Extracted data Block Start

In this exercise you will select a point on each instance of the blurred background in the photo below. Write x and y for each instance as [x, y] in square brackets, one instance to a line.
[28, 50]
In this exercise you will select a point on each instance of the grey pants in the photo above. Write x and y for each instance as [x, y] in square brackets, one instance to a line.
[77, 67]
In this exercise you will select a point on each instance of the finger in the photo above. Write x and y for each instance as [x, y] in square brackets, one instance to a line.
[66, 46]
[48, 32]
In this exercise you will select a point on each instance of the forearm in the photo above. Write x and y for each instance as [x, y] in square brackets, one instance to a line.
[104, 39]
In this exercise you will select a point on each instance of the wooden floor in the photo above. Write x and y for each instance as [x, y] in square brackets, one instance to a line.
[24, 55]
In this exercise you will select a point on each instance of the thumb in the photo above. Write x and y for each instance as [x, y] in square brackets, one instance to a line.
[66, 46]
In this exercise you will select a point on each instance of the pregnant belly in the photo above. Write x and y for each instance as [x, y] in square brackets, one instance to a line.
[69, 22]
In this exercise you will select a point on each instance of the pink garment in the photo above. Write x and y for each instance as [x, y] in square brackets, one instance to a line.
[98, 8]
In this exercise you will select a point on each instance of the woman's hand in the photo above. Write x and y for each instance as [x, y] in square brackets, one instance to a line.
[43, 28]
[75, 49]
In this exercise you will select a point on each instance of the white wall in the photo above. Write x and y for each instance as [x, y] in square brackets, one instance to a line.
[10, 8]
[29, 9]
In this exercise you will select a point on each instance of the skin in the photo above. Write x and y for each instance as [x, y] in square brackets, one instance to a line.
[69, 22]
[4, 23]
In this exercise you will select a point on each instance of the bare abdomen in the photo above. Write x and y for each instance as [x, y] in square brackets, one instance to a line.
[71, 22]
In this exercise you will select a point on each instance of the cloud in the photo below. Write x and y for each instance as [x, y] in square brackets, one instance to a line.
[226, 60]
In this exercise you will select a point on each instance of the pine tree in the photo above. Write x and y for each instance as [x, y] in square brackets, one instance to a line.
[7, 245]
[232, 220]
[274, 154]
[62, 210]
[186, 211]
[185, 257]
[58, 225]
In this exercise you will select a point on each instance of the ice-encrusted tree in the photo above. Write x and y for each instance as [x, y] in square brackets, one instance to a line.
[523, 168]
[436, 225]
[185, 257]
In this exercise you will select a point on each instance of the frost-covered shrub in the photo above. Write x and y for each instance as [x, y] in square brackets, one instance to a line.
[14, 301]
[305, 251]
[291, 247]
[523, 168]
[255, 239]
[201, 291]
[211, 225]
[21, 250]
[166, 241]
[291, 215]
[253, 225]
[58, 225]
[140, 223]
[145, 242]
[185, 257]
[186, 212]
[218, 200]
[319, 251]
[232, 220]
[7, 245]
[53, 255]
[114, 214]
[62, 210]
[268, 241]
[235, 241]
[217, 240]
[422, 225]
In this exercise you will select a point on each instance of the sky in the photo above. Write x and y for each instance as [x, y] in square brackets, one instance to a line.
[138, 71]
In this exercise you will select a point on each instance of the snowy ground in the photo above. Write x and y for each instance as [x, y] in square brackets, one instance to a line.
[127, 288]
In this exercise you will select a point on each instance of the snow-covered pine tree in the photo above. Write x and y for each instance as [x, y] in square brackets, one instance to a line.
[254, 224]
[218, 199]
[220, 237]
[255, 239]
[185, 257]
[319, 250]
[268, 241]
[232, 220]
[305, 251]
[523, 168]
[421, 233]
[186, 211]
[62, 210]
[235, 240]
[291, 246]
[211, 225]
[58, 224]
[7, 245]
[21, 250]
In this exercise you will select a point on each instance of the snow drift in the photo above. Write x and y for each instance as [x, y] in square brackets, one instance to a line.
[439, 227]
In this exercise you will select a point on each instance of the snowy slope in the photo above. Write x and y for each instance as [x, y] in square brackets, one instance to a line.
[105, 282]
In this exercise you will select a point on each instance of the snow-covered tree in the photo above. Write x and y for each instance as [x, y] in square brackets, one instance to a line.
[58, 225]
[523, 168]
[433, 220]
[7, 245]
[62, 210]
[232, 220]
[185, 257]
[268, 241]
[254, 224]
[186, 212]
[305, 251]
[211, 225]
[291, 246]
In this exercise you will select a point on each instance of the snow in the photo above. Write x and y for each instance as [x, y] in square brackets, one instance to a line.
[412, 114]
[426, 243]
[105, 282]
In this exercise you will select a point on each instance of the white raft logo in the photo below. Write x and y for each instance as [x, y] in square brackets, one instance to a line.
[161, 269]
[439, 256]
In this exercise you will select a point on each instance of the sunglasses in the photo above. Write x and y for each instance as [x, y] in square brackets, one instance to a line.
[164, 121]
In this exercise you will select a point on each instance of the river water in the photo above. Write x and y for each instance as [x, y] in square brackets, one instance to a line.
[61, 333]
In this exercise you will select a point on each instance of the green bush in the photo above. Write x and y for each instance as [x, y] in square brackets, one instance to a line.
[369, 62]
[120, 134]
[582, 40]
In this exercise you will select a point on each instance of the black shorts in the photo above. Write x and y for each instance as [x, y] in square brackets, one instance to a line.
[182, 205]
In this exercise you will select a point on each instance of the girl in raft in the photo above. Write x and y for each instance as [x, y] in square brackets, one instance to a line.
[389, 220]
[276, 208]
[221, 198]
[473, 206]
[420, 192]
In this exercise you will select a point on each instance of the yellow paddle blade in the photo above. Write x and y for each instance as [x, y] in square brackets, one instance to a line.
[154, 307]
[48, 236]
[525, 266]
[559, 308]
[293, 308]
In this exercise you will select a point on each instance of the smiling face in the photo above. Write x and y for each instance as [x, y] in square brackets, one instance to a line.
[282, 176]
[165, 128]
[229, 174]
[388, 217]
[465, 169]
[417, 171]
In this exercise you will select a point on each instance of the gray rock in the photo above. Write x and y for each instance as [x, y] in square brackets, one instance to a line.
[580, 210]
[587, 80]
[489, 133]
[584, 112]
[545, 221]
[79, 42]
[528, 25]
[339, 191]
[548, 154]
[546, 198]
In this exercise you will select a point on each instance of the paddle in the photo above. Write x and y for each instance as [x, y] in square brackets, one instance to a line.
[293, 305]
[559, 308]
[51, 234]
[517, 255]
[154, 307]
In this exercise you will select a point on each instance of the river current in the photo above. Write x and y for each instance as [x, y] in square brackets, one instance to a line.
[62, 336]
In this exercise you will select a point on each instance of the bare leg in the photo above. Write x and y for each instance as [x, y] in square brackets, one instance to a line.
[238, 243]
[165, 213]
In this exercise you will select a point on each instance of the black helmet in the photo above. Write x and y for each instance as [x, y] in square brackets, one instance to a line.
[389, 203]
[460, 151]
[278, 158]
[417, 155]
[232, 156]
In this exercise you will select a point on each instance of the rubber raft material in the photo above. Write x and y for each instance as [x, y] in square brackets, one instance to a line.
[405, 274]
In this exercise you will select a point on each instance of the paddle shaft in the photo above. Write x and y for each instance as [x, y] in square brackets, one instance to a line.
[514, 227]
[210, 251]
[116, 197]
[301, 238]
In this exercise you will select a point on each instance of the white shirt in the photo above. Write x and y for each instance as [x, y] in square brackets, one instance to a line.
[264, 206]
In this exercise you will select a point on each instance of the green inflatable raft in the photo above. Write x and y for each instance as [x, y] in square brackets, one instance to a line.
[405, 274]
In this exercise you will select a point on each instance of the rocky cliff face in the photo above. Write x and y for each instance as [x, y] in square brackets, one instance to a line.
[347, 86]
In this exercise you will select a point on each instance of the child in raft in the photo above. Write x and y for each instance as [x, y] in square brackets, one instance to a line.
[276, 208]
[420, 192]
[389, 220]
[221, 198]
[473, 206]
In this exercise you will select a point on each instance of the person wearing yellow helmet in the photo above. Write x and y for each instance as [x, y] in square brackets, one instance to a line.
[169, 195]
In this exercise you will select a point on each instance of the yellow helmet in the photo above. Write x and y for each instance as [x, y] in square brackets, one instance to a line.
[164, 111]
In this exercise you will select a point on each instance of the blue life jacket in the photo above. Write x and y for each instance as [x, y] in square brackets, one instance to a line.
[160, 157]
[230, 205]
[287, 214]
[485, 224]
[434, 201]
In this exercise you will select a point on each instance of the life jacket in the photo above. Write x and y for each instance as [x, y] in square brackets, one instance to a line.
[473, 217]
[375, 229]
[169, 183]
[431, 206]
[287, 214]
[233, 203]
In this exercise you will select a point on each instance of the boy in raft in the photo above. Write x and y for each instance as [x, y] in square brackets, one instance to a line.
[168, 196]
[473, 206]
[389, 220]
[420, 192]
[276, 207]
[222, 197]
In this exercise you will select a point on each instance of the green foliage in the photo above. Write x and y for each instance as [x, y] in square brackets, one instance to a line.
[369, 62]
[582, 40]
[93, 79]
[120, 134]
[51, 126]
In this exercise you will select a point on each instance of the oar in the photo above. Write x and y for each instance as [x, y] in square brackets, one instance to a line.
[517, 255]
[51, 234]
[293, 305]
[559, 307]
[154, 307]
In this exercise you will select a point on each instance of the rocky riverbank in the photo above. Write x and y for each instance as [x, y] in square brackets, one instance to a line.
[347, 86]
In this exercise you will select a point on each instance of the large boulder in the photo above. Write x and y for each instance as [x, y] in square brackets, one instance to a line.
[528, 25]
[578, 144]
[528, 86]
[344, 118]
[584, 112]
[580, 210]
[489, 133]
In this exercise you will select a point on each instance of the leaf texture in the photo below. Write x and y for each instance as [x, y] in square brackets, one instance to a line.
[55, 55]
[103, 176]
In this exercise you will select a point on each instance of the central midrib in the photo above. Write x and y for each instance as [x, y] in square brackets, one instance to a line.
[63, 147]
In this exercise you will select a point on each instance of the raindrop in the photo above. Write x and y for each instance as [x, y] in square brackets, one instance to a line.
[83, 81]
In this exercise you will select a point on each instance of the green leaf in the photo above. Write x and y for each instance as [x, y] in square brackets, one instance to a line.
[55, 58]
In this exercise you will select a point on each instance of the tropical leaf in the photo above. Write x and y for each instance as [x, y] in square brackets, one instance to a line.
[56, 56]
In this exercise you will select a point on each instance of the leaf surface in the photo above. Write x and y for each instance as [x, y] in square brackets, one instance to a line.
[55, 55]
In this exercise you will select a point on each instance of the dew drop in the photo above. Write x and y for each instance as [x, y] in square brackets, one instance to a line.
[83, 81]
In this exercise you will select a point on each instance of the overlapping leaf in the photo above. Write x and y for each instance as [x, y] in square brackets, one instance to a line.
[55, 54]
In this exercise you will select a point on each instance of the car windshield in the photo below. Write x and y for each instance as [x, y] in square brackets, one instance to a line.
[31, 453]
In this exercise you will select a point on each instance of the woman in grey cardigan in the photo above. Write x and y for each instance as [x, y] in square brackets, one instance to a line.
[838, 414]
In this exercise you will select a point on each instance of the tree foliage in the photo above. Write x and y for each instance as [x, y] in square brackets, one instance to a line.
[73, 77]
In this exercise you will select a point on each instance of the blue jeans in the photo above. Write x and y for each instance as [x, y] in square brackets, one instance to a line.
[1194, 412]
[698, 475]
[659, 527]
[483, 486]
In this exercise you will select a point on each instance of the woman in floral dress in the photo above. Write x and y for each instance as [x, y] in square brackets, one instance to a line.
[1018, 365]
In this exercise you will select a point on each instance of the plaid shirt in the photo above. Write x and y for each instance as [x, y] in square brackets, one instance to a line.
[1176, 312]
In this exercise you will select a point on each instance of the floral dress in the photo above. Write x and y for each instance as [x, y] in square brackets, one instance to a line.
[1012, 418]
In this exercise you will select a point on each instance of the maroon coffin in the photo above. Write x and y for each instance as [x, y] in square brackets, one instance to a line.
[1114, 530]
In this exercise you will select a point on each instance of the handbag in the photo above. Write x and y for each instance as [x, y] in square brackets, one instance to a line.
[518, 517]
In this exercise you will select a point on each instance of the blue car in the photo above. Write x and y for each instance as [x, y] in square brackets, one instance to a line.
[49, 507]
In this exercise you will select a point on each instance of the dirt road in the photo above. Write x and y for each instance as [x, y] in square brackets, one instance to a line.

Extracted data Block End

Directions for this task: Copy exactly the lines from the one with "the blue car" through the last line of the material, keeping both ends.

Response to the task:
In this exercise you will select a point on each instance of the blue car in the photo above. Write x and y for each instance as [x, y] in square brackets, one instance to a line.
[49, 507]
In this exercise you will select a point on each instance of the dirt road in the photo above. Write x and y for each instance as [x, y] in square brackets, one instance to a line.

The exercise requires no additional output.